Document section |
Engine Size: 5.3
Refrigerant Type: r134a
Country of Origin: United States
2001 silverado ac pressure switch going out?
had a problem today where my a/c stopped blowing cold. the compressor was not coming on at all. (happened during an extended idle (maybe 15 mins)
i figured it was just low so i went and got one of those kits with the little gauge, unplugged the little switch and jumped across it and the compressor came on and i put the can in. at first i wasnt reading the gauge correctly and im pretty sure i over filled it. so understanding that the gauge is to be read with the compressor on, i vented freon till i was back into the proper range.
i removed the hose and little wire jumper and plugged the wires back into the evap and it came on, but then went right back off. i took a little 1/2" wrench and tapped on the pressure switch on the evap. and it came on and worked for a good while (several hours) then it quit again, so i put the little gauge back on and verified that the charge was still good (and it is still good according to the little gauge when the compressor is on) tapped on the little switch and it came back on and is still working.

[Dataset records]
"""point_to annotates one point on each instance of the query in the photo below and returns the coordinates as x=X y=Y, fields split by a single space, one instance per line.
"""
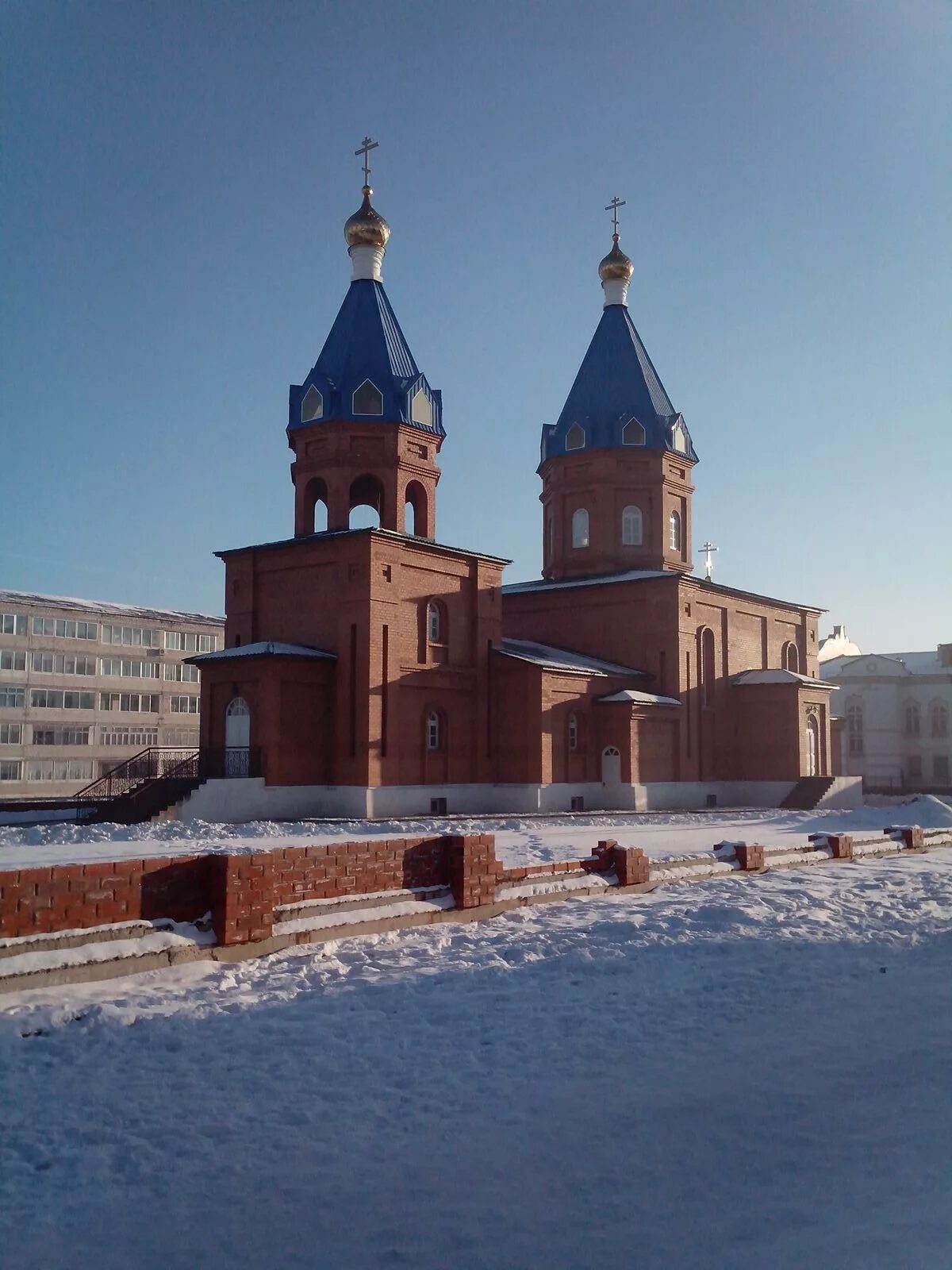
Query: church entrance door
x=238 y=737
x=812 y=747
x=611 y=766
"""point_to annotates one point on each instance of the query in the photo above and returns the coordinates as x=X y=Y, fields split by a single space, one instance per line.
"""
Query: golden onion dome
x=616 y=266
x=366 y=228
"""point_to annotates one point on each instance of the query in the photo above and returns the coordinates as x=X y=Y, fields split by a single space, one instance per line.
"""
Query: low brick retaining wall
x=243 y=892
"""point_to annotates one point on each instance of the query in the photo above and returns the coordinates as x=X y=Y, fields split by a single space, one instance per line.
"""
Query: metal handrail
x=148 y=765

What you need to do | Can you reproduce the post about the 2001 Silverado A/C pressure switch word for word, from "Engine Size: 5.3" to "(maybe 15 mins)"?

Solution to the exercise |
Engine Size: 5.3
Refrigerant Type: r134a
Country of Origin: United States
2001 silverado ac pressure switch going out?
had a problem today where my a/c stopped blowing cold. the compressor was not coming on at all. (happened during an extended idle (maybe 15 mins)